◆ **Source excerpt**
▼▼▼
A Geometric Proof of Brooks’s Trisection?

[UPDATE: we have a proof! I included it at the end of the blog post.]

Yesterday I was looking at a few methods of angle trisection.

For instance, I made this applet showing how to use the “cycloid of Ceva” to trisect an angle. (It is based on Archimedes’s neusis [marked straightedge] construction.)

I also found David Alan Brook’s College Mathematics Journal article “A new method of trisection.” He shows how you can use the squared-off end of a straightedge (or equivalently, a carpenter’s square) to trisect an angle. (This is a different carpenter’s square construction than the one I wrote about recently.)

To perform the trisection of $\angle ABC$ (see figure below), bisect the segment $BC$ at $D.$ Then draw the segment $DE$ perpendicular to $AB$ . Draw a circle with center $C$ and radius $CD.$ Next, arrange the carpenter’s square so that one edge goes through $B$ , one edge is tangent to the circle, and the vertex, $F$ , sits on $DE$ . Then $\angle ABF=\frac13\angle ABC$ .
▲▲▲
◆ **Provided material**
▼▼▼
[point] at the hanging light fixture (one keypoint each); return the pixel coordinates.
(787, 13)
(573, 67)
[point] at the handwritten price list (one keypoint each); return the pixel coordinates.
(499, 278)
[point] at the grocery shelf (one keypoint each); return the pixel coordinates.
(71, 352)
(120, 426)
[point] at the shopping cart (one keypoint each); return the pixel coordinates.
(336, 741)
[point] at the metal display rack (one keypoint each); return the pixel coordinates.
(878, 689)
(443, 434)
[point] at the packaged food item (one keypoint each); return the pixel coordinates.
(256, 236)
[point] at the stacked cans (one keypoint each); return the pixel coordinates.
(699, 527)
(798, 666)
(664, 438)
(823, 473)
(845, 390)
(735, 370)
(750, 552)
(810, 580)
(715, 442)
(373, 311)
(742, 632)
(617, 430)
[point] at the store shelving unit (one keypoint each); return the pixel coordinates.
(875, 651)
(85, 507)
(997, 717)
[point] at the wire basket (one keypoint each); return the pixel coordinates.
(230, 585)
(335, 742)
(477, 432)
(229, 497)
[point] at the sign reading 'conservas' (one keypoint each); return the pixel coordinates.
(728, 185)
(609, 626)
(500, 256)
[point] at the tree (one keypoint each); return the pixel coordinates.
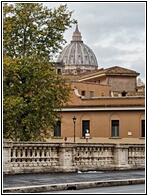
(33, 92)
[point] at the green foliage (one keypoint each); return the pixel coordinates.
(31, 29)
(32, 91)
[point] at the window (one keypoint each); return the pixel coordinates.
(115, 128)
(83, 93)
(91, 94)
(143, 128)
(85, 126)
(57, 129)
(58, 71)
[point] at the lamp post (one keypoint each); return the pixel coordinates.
(74, 121)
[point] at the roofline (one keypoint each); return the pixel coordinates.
(79, 109)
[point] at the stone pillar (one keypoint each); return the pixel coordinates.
(66, 157)
(121, 156)
(7, 156)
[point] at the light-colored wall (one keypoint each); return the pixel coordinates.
(100, 123)
(122, 83)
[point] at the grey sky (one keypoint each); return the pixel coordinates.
(114, 31)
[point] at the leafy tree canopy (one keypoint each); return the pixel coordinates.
(32, 34)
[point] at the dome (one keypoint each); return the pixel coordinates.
(77, 55)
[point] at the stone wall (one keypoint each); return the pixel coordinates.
(36, 157)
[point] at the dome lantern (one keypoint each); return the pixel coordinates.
(77, 36)
(77, 56)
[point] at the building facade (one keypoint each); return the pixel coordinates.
(106, 104)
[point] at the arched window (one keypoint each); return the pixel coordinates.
(115, 125)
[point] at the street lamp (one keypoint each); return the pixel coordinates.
(74, 121)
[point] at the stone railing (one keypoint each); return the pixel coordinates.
(94, 156)
(36, 157)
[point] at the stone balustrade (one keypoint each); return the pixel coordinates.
(35, 157)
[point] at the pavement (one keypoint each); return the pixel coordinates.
(62, 181)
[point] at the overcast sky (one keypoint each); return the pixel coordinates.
(114, 31)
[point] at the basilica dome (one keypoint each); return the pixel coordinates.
(77, 56)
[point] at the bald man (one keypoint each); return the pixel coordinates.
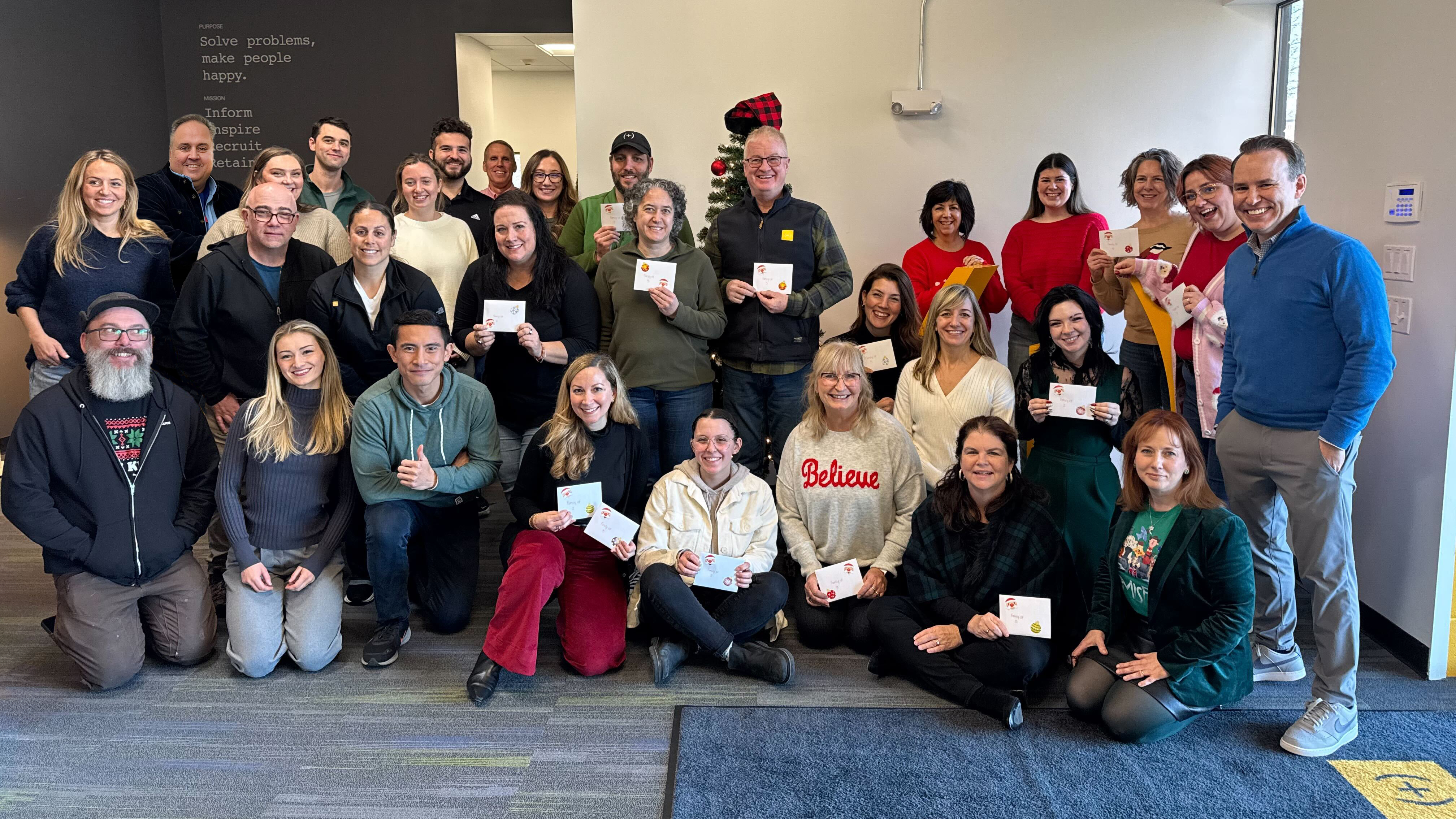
(234, 301)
▲▲▲
◆ **Exercise brief**
Rewrite the stretch of the trisection post from "I also found" through "wrote about recently.)", putting "try square" wherever "carpenter’s square" appears.

◆ **Response to this exercise**
I also found David Alan Brook’s College Mathematics Journal article “A new method of trisection.” He shows how you can use the squared-off end of a straightedge (or equivalently, a try square) to trisect an angle. (This is a different try square construction than the one I wrote about recently.)